Directions for this task => Output every record precisely.

BEGIN Input for this task

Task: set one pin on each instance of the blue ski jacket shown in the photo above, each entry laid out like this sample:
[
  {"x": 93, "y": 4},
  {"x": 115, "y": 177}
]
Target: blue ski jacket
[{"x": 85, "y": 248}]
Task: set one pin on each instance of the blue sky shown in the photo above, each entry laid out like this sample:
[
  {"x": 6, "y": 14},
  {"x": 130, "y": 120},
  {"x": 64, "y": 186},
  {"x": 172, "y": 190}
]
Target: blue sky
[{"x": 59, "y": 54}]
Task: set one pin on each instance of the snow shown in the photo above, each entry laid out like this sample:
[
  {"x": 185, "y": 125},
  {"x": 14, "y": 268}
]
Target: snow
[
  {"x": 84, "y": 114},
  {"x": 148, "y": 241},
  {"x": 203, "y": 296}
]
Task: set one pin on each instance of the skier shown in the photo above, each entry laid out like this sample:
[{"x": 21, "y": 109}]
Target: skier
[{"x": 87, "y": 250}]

END Input for this task

Task output =>
Task: set one pin on each instance of the blue ski jacket shown in the photo above, each entry laid out like this sample:
[
  {"x": 93, "y": 4},
  {"x": 115, "y": 177}
]
Target: blue ski jacket
[{"x": 85, "y": 248}]
Task: set one pin on each instance of the blue sky shown in the photo above, each entry laid out like this sample:
[
  {"x": 6, "y": 14},
  {"x": 130, "y": 120},
  {"x": 64, "y": 186},
  {"x": 172, "y": 190}
]
Target: blue sky
[{"x": 59, "y": 54}]
Task: set one pin on each instance of the snow shown in the photo above, each entry laid out like this sample:
[
  {"x": 185, "y": 125},
  {"x": 14, "y": 268}
]
Target: snow
[
  {"x": 84, "y": 114},
  {"x": 148, "y": 241},
  {"x": 203, "y": 296}
]
Task: set one pin on each instance of the skier shown in the photo above, each entry laid out like this sample:
[{"x": 21, "y": 109}]
Target: skier
[{"x": 87, "y": 250}]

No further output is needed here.